Tia Lessin and Carl Deal Come Center Stage to Talk About "Trouble the Water"

Join Mark Gordon as he takes you Center Stage with filmmakers Tia Lessin and Carl Deal. They will be discussing their new documentary "Trouble the Water." Tuesday, August 12th at 7PM (PST) on KXLU Los Angeles, 88.9 FM and streaming at www.kxlu.com
Winner of the Grand Jury Prize at the 2008 Sundance Film Festival, Trouble the Water is directed and produced by Fahrenheit 9/11 and Bowling for Columbine producers Tia Lessin and Carl Deal. The film tells the story of an aspiring rap artist and her streetwise husband, trapped in New Orleans by deadly floodwaters, who survive the storm and then seize a chance for a new beginning. It’s a redemptive tale of self-described street hustlers who become heroes that takes you inside Hurricane Katrina in a way never before seen on screen.

───

◆ **Exercise tasks**:
• 1. In the announcement of the Trouble the Water interview, rewrite the passage starting at "Tia Lessin and Carl Deal Come" and ending at "seen on screen.", changing "streetwise" to "street-smart".
• 2. Translate this sentence from the Trouble the Water announcement into Spanish: "Winner of the Grand Jury Prize at the 2008 Sundance Film Festival, Trouble the Water is directed and produced by Fahrenheit 9/11 and Bowling for Columbine producers Tia Lessin and Carl Deal."

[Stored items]
───

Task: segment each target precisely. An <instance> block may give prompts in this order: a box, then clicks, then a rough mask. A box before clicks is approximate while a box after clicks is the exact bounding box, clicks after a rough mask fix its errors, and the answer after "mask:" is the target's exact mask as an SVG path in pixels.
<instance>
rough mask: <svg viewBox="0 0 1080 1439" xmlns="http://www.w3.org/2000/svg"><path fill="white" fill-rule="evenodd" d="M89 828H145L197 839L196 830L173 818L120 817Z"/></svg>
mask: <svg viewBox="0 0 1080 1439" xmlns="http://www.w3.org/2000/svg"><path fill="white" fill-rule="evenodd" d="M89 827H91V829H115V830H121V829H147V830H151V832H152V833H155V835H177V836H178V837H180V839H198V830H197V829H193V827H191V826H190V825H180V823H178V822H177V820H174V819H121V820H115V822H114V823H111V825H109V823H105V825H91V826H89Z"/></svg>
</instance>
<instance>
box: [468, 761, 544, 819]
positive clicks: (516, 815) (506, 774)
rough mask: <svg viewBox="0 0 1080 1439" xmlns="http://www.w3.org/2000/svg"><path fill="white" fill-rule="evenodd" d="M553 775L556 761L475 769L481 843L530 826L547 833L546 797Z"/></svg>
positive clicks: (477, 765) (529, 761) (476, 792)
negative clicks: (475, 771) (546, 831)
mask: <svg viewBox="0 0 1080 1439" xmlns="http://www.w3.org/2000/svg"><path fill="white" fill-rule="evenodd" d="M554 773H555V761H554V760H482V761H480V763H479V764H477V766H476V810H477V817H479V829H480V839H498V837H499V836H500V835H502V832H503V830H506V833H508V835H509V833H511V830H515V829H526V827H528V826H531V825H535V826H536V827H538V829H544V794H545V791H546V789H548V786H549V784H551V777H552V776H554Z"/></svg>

───

◆ **Results of the exercise**:
• 1.
Tia Lessin and Carl Deal Come Center Stage to Talk About "Trouble the Water"

Join Mark Gordon as he takes you Center Stage with filmmakers Tia Lessin and Carl Deal. They will be discussing their new documentary "Trouble the Water." Tuesday, August 12th at 7PM (PST) on KXLU Los Angeles, 88.9 FM and streaming at www.kxlu.com
Winner of the Grand Jury Prize at the 2008 Sundance Film Festival, Trouble the Water is directed and produced by Fahrenheit 9/11 and Bowling for Columbine producers Tia Lessin and Carl Deal. The film tells the story of an aspiring rap artist and her street-smart husband, trapped in New Orleans by deadly floodwaters, who survive the storm and then seize a chance for a new beginning. It’s a redemptive tale of self-described street hustlers who become heroes that takes you inside Hurricane Katrina in a way never before seen on screen.

• 2. Ganadora del Gran Premio del Jurado en el Festival de Cine de Sundance de 2008, Trouble the Water está dirigida y producida por Tia Lessin y Carl Deal, productores de Fahrenheit 9/11 y Bowling for Columbine.